##### TEXTABSCHNITT #####
Europäische Instrumentalistinnen
des 18. und 19. Jahrhunderts

 

Bolzmann, Boltzmann, Franziska, Franciska

* 1806, vermutlich in Wien, Sterbedaten unbekannt, Gitarristin. Am 4. Jan. 1814 debütierte sie im Saale zum „Römischen Kaiser“ in Wien, wo sie Werke von Diabelli und Giuliani mit Quartettbegleitung „zur allgemeinen Zufriedenheit der Zuhörer“ vortrug (AmZ 1815, Sp. 45). Weitere Auftritte in Wien sind für Dez. 1814, Sept. 1815 sowie März und Apr. 1817 belegt. Eduard Hanslick erwähnt in der „Geschichte des Concertwesens in Wien“ eine Franziska Bolzenau, welche 1814 neunjährig in Wien konzertierte. Vermutlich handelt es sich dabei um dieselbe Person.

Am 9. März 1817 trug Franziska Bolzmann im k. k. kleinen Redoutensaal das Gran Quintetto op. 65 von Mauro Giuliani sowie eine „von ihr selbst componirte Phantasie“ (Wiener AmZ 1817, Sp. 84) und La Sentinelle op. 11 von Hummel für Gesang, Piano, Gitarre und Geige vor. Die Wiener „Allgemeine musikalische Zeitung“ schreibt in einer ausführlichen Rezension: „Dlle. Boltzmann verdient unstreitig unter der Zahl junger Künstlerinnen, welche frühzeitig natürliche Fähigkeiten verrathen, deren Fleiss und fernere Ausbildung zu den schönsten Erwartungen berechtigen, einen ehrenvollen Platz. Ihr Spiel beweiset eine fleissige Übung, ist schulgerecht, und ihr Alter angenommen, in welchem das Gefühl für die Behandlung des Instrumentes, dem zweckmässigen, manierirten Vortrag nicht reif genung zu seyn scheint – sicher und ungezwungen […]. Die Begleitung beym Quintett blieb uns, die reine Stimmung betreffend, […] ein - Räthsel. Was in derley Fällen gewöhnlich auf Rechnung der Guitarre zu geschehen pflegt, dürfte Dlle. Boltzmann in Zukunft dadurch vermeiden können, wenn sie ihr Instrument im Nothfalle selbst rein stimmen zu lernen sich bemühen wird“ (Wiener AmZ 1817, Sp. 84f.).
#####
AUFGABE A:
Schreibe den Textabschnitt über Franziska Bolzmann neu, beginnend bei „Europäische Instrumentalistinnen“ und endend bei „um dieselbe Person.“. Ersetze dabei „Gitarristin“ durch „Lautenistin“.
AUFGABE B:
Wo gab Franziska Bolzmann laut dem Textabschnitt über sie am 4. Januar 1814 ihr Debüt?
AUFGABE C:
Bitte setze den Textabschnitt über Franziska Bolzmann nach seinem letzten Satz fort.
##### DATENTEIL #####
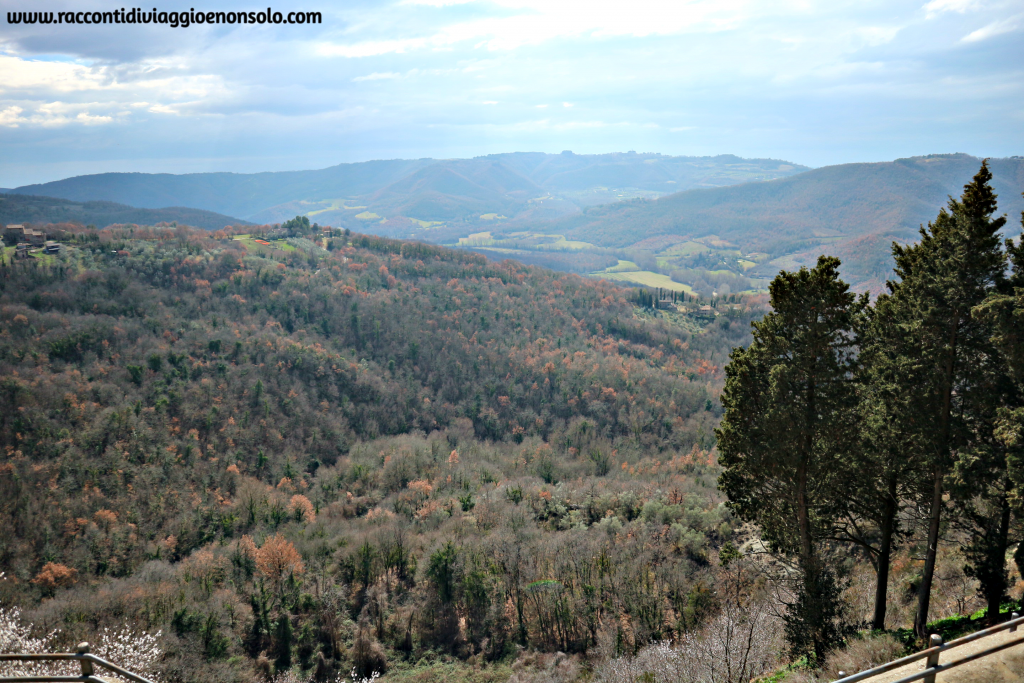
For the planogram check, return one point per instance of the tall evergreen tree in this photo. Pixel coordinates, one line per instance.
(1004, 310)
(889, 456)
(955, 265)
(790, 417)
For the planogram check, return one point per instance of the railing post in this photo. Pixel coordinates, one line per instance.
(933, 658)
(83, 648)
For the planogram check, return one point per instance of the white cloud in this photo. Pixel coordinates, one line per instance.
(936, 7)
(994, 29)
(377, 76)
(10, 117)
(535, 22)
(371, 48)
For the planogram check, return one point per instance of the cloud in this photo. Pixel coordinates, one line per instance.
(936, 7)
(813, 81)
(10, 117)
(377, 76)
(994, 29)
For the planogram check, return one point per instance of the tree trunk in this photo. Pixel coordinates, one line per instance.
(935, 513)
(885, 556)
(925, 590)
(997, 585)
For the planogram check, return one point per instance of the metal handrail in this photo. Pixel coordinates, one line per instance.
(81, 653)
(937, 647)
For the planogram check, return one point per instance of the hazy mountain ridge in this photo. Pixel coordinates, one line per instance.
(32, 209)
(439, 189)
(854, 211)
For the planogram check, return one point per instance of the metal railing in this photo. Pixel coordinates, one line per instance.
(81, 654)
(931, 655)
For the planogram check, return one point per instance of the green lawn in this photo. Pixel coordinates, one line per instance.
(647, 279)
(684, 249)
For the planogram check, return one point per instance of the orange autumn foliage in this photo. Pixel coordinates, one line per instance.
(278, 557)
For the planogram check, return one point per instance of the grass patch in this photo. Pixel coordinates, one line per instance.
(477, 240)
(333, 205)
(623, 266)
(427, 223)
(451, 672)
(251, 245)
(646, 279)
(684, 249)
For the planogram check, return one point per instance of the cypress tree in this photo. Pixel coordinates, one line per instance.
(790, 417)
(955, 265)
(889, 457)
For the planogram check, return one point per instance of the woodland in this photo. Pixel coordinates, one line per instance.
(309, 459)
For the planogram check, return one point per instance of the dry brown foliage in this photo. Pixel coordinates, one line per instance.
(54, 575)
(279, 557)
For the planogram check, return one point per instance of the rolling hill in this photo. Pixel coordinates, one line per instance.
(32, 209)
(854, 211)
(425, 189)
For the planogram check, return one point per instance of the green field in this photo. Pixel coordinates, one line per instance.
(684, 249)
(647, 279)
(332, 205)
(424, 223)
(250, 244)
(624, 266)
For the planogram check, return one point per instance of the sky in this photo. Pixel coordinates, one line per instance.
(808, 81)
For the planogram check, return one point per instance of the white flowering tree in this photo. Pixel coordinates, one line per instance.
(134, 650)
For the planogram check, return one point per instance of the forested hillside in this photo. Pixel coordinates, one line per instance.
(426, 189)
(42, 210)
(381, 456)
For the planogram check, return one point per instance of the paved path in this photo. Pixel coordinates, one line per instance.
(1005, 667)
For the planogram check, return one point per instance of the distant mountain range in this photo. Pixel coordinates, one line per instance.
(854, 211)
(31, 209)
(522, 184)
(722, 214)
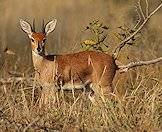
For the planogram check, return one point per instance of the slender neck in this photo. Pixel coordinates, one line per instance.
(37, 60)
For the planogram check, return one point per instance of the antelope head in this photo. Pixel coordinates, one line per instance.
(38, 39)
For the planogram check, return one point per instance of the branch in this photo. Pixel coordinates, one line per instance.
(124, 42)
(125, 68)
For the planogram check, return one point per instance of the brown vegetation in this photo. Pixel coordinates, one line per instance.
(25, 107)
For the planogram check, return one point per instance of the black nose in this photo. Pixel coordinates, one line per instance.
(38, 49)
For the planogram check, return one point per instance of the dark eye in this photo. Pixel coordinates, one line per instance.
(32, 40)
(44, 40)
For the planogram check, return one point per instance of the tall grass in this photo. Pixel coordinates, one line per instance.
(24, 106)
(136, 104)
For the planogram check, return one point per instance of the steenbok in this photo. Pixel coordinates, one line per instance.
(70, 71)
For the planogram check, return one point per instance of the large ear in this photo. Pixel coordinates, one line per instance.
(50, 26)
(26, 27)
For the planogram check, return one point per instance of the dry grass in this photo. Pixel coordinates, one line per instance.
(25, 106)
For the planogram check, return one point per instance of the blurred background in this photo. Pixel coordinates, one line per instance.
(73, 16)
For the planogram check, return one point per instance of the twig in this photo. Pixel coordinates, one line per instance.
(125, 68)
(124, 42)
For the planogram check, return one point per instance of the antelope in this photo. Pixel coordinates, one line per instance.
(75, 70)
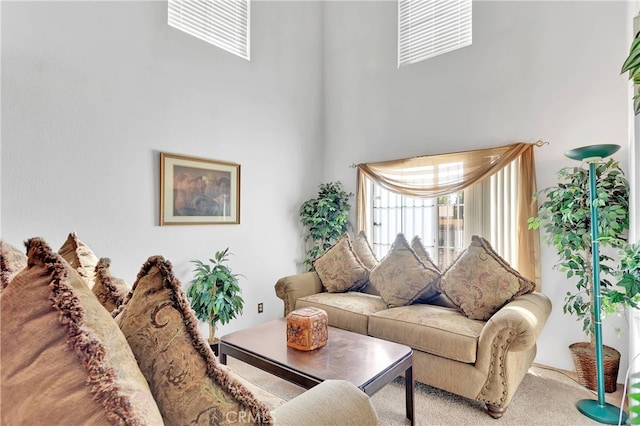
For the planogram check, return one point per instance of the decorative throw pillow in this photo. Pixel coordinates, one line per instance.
#####
ENDGÜLTIGE ANTWORT A:
Europäische Instrumentalistinnen
des 18. und 19. Jahrhunderts

 

Bolzmann, Boltzmann, Franziska, Franciska

* 1806, vermutlich in Wien, Sterbedaten unbekannt, Lautenistin. Am 4. Jan. 1814 debütierte sie im Saale zum „Römischen Kaiser“ in Wien, wo sie Werke von Diabelli und Giuliani mit Quartettbegleitung „zur allgemeinen Zufriedenheit der Zuhörer“ vortrug (AmZ 1815, Sp. 45). Weitere Auftritte in Wien sind für Dez. 1814, Sept. 1815 sowie März und Apr. 1817 belegt. Eduard Hanslick erwähnt in der „Geschichte des Concertwesens in Wien“ eine Franziska Bolzenau, welche 1814 neunjährig in Wien konzertierte. Vermutlich handelt es sich dabei um dieselbe Person.

ENDGÜLTIGE ANTWORT B:
Im Saale zum „Römischen Kaiser“ in Wien.

ENDGÜLTIGE ANTWORT C:
Ein letztes Konzert ist für den 8. Apr. 1817 am gleichen Ort überliefert. Neben dem solistischen Vortrag von Werken Beethovens und Giulianis spielte sie in einem Ensemble mit und begleitete eine Sängerin. Über spätere öffentliche Auftritte und ihren weiteren Lebensweg ist nichts bekannt.

 

WERKE FÜR GITARRE

Fantasie für Gitarre

 

LITERATUR

AmZ 1815, Sp. 45, 724; 1817, Sp. 295, 306

Morgenblatt für gebildete Stände 1815, S. 24; 1817, S. 324

Reichspost [Wien] 13. Sept. 1825

Wiener AmZ 1817, Sp. 84f.

Becker

Eduard Hanslick, Geschichte des Concertwesens in Wien, 2 Bde., Bd. 1, Wien 1869, Repr. Hildesheim [u. a.] 1979.

Joseph Zuth, Handbuch der Laute und Gitarre, Wien 1926.

Freia Hoffmann, Instrument und Körper. Die musizierende Frau in der bürgerlichen Kultur, Frankfurt a. M. u. Leipzig 1991.

Thomas F. Heck, Mauro Giuliani. Virtuoso Guitarist and Composer, Columbus/Ohio 1995.

Peter Pieters, „Wunderkinder“, in: Gitarre & Laute 5 (1995), S. 13–21.